* [What to produce]: Lay out the lines from the one containing "This trail-cam photo was taken at dusk. Identify clear" through the one containing "[291,475,325,509]" as a numbered list, skipping any blank lines.

··· Records

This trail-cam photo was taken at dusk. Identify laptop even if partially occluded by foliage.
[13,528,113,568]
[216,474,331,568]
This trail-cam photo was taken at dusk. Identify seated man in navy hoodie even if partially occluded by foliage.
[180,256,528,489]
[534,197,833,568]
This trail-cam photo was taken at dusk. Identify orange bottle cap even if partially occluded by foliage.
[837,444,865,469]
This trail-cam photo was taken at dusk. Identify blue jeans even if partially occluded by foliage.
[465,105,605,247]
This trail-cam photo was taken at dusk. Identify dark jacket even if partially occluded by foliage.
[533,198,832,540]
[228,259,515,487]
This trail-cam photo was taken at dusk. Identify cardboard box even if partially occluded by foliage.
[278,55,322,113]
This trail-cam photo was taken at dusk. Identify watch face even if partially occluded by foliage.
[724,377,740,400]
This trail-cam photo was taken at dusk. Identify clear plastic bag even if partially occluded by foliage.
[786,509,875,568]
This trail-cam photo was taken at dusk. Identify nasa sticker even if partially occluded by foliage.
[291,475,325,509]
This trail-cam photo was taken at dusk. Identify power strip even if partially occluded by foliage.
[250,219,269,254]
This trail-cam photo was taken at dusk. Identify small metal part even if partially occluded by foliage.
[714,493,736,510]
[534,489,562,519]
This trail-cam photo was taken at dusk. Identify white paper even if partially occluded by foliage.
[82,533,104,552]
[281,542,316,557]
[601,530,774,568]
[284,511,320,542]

······
··· Records

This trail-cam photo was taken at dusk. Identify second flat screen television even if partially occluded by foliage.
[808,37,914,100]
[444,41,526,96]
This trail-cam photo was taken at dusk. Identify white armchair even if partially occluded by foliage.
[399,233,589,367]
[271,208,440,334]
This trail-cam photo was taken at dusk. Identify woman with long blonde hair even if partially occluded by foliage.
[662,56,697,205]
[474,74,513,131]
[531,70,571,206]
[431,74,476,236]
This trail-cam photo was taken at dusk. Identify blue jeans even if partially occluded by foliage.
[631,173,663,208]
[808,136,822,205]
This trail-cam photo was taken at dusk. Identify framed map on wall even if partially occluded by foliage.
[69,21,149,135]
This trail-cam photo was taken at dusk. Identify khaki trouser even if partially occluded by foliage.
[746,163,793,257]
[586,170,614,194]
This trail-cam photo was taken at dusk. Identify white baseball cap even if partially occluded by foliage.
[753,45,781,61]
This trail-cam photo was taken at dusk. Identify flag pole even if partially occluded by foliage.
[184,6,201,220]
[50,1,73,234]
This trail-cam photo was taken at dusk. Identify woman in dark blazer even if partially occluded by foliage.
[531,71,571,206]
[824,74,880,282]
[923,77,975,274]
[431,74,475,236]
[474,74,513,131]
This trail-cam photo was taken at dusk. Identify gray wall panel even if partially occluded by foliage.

······

* [Solution for this task]:
1. This trail-cam photo was taken at dusk. Identify clear plastic bag even if partially occluded by foliage.
2. [786,509,875,568]
3. This trail-cam photo was taken at dusk. Identify nasa sticker even if partially occluded by foliage.
4. [291,475,325,509]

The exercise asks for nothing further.